■ WRITTEN INSTRUCTION ■
Give the lines from the start of the records through the line containing "pixel 170 57", inclusive, as a JSON list of strings with one string per line and blank lines omitted.

■ RECORDS FOR THE EXERCISE ■
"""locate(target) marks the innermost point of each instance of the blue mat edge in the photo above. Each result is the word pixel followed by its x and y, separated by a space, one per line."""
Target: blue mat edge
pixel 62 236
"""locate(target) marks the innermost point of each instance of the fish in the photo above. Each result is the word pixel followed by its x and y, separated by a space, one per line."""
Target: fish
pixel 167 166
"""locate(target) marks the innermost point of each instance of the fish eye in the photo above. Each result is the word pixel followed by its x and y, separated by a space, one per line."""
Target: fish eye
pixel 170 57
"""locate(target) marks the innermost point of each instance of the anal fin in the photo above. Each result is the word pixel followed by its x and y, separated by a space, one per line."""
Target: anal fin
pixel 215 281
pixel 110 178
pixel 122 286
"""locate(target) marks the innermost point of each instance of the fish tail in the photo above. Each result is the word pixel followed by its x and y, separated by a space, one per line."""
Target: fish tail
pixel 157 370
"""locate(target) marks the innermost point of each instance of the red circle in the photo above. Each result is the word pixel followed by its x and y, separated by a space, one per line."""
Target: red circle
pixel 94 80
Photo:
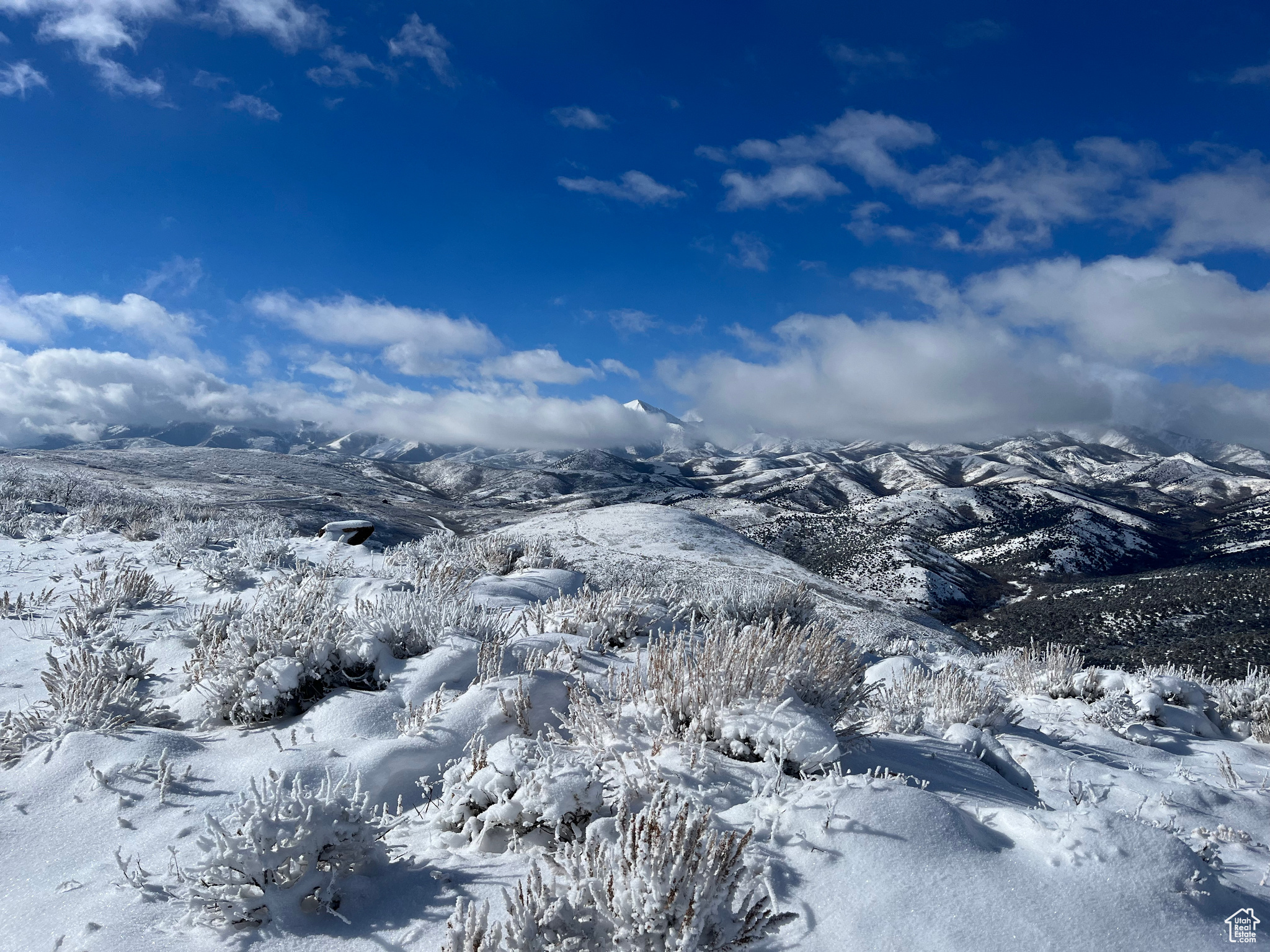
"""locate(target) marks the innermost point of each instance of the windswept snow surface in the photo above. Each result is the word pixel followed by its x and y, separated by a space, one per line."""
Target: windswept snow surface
pixel 1143 834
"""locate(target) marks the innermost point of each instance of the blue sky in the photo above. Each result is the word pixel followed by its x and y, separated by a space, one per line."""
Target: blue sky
pixel 489 223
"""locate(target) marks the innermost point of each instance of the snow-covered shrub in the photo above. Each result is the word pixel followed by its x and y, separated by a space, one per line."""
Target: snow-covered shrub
pixel 415 720
pixel 24 606
pixel 221 571
pixel 652 881
pixel 415 621
pixel 255 539
pixel 291 648
pixel 1049 671
pixel 13 518
pixel 126 591
pixel 446 555
pixel 179 540
pixel 609 619
pixel 1245 705
pixel 751 602
pixel 920 700
pixel 265 547
pixel 1114 711
pixel 206 628
pixel 88 691
pixel 285 848
pixel 517 790
pixel 747 691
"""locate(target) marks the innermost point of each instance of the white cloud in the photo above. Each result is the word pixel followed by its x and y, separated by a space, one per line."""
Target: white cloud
pixel 1253 74
pixel 751 252
pixel 1023 193
pixel 17 77
pixel 868 230
pixel 628 320
pixel 79 391
pixel 40 318
pixel 634 187
pixel 351 320
pixel 343 68
pixel 1212 209
pixel 579 117
pixel 208 81
pixel 783 184
pixel 863 64
pixel 424 41
pixel 541 366
pixel 841 379
pixel 1141 311
pixel 254 107
pixel 613 366
pixel 97 29
pixel 962 35
pixel 287 24
pixel 178 276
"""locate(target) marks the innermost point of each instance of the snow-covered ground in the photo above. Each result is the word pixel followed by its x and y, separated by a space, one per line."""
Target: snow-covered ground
pixel 554 691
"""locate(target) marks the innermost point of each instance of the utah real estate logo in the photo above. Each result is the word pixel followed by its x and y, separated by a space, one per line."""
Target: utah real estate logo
pixel 1242 926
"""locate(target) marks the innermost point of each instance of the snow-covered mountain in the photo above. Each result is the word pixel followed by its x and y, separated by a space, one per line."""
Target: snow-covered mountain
pixel 623 685
pixel 984 535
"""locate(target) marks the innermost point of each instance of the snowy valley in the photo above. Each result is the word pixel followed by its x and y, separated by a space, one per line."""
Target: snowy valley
pixel 786 695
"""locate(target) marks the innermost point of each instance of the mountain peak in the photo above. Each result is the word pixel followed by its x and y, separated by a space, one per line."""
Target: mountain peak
pixel 641 407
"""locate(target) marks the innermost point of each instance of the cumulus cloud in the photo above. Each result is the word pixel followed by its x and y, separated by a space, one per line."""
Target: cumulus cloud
pixel 633 187
pixel 783 184
pixel 628 320
pixel 541 366
pixel 613 366
pixel 751 252
pixel 81 391
pixel 97 29
pixel 1143 311
pixel 1212 209
pixel 177 276
pixel 1024 193
pixel 254 107
pixel 864 226
pixel 17 77
pixel 1047 345
pixel 579 117
pixel 287 24
pixel 832 376
pixel 424 41
pixel 38 318
pixel 351 320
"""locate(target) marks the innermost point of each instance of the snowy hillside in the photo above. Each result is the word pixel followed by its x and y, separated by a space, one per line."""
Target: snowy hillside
pixel 626 726
pixel 980 536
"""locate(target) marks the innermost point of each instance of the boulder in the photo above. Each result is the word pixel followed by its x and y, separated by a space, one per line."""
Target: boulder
pixel 46 508
pixel 351 532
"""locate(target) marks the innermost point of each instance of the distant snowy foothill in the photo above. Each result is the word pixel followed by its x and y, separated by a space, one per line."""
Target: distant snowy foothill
pixel 588 703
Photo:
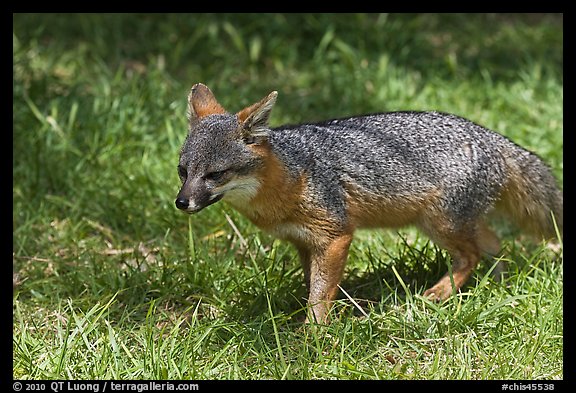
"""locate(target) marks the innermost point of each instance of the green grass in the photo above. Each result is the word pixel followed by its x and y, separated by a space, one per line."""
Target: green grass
pixel 112 282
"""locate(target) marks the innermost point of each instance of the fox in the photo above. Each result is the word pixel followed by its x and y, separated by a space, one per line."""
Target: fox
pixel 314 184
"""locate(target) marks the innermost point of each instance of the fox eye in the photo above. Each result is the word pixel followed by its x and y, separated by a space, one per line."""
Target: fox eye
pixel 182 172
pixel 215 176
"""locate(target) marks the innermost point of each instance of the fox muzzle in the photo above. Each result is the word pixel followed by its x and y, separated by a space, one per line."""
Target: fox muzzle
pixel 193 202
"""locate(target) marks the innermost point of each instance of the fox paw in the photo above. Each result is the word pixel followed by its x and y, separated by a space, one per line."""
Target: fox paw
pixel 439 292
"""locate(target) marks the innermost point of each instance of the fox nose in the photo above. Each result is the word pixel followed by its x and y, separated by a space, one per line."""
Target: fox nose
pixel 182 203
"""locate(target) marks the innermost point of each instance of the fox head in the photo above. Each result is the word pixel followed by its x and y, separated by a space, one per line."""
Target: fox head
pixel 220 156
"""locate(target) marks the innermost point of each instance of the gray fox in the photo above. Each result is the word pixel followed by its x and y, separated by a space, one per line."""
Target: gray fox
pixel 314 184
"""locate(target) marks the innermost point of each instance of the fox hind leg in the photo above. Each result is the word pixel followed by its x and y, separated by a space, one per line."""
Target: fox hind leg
pixel 465 247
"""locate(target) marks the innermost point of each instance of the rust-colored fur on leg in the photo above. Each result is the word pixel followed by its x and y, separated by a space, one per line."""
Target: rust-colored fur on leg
pixel 465 246
pixel 323 268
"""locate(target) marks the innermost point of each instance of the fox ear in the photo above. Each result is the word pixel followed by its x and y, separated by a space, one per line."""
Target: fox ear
pixel 254 119
pixel 201 103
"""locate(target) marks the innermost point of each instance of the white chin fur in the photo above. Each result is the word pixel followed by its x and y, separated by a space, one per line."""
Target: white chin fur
pixel 240 191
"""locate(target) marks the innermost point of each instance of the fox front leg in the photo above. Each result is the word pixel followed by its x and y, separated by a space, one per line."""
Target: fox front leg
pixel 323 269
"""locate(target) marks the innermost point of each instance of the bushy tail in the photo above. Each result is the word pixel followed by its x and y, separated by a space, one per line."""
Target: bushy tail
pixel 531 195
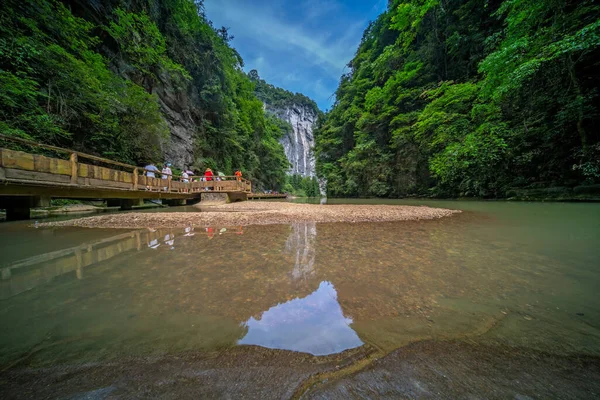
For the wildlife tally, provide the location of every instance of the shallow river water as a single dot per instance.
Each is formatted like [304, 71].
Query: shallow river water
[520, 274]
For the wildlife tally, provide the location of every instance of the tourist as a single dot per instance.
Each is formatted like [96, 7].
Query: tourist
[150, 171]
[209, 177]
[166, 173]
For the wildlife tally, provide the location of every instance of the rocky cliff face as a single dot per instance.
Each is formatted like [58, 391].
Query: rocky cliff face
[299, 142]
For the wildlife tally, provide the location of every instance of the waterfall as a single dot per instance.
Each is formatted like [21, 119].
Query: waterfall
[299, 142]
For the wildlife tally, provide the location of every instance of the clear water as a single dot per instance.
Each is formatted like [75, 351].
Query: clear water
[519, 274]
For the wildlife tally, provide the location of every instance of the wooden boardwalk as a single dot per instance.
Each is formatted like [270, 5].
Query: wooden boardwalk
[257, 196]
[30, 180]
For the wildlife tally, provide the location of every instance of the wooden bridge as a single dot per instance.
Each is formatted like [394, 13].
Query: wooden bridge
[31, 180]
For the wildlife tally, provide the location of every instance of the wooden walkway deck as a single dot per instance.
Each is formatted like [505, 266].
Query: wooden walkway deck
[257, 196]
[29, 180]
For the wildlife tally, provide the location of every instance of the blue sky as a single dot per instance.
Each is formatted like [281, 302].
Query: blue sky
[299, 45]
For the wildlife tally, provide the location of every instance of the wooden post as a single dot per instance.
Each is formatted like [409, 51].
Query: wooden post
[74, 169]
[135, 176]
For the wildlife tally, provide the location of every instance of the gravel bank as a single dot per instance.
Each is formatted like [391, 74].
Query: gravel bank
[260, 213]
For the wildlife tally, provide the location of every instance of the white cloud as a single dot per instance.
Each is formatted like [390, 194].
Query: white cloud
[261, 24]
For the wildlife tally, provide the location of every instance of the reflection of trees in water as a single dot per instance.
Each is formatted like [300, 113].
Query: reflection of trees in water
[301, 243]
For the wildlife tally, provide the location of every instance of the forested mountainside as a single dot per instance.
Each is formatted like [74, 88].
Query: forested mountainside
[468, 98]
[134, 81]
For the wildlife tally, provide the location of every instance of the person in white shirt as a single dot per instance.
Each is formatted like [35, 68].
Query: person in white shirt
[167, 171]
[150, 170]
[166, 174]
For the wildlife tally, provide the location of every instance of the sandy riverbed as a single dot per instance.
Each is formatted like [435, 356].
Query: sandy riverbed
[260, 213]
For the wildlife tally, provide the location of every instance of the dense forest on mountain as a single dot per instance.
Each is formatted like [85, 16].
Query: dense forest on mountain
[467, 98]
[106, 77]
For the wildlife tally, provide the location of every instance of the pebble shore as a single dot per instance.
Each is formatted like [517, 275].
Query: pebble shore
[260, 213]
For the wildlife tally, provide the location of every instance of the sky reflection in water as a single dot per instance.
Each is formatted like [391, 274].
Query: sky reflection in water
[314, 324]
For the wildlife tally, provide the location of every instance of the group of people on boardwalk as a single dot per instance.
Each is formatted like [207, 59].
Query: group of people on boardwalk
[187, 175]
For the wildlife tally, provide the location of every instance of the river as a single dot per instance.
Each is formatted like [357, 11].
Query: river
[519, 275]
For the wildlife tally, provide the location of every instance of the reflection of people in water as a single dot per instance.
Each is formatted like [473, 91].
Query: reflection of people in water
[170, 240]
[152, 243]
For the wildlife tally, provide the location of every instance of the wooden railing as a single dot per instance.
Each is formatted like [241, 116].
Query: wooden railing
[22, 167]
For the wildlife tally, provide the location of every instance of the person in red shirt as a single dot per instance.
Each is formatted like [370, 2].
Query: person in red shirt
[208, 175]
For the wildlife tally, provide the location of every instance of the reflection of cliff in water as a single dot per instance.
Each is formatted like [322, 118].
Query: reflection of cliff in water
[313, 324]
[301, 244]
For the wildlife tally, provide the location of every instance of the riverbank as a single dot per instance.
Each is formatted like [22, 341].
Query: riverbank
[426, 369]
[260, 213]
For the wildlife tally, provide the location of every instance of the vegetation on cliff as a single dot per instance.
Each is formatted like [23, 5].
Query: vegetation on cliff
[467, 97]
[96, 76]
[279, 98]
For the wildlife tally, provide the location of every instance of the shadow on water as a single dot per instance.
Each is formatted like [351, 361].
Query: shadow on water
[505, 274]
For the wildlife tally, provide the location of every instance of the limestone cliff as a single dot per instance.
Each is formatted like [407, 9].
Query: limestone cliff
[299, 141]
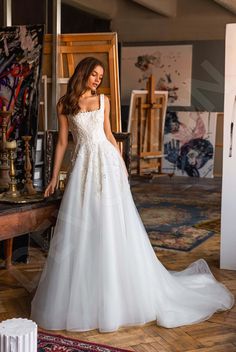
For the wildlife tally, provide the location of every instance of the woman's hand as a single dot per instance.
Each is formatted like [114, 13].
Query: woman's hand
[50, 188]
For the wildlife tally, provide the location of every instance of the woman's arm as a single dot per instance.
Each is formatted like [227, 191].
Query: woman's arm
[60, 150]
[107, 125]
[107, 129]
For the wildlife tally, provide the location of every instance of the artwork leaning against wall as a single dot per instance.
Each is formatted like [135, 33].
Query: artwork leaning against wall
[20, 71]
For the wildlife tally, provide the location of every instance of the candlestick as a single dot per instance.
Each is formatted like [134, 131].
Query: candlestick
[11, 144]
[13, 192]
[4, 163]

■ RESULT OF THE TASK ■
[
  "\"\"\"locate(target) marks the innermost point of each instance of the blue mat edge in the photo above. Each result is the word pixel followed by its x and y, separated by a space, one per line.\"\"\"",
  "Target: blue mat edge",
  "pixel 62 236",
  "\"\"\"locate(target) marks the innermost point of each instance of the fish in the photo above. Each result is the word pixel followed by its x and y, separated by a space, one per line.\"\"\"",
  "Target: fish",
  "pixel 167 166",
  "\"\"\"locate(target) marks the innermost point of each instance of the fish eye in the photo above. Each result is the word pixel followed by its x and y, separated by a space, one per line.\"\"\"",
  "Target: fish eye",
  "pixel 170 57"
]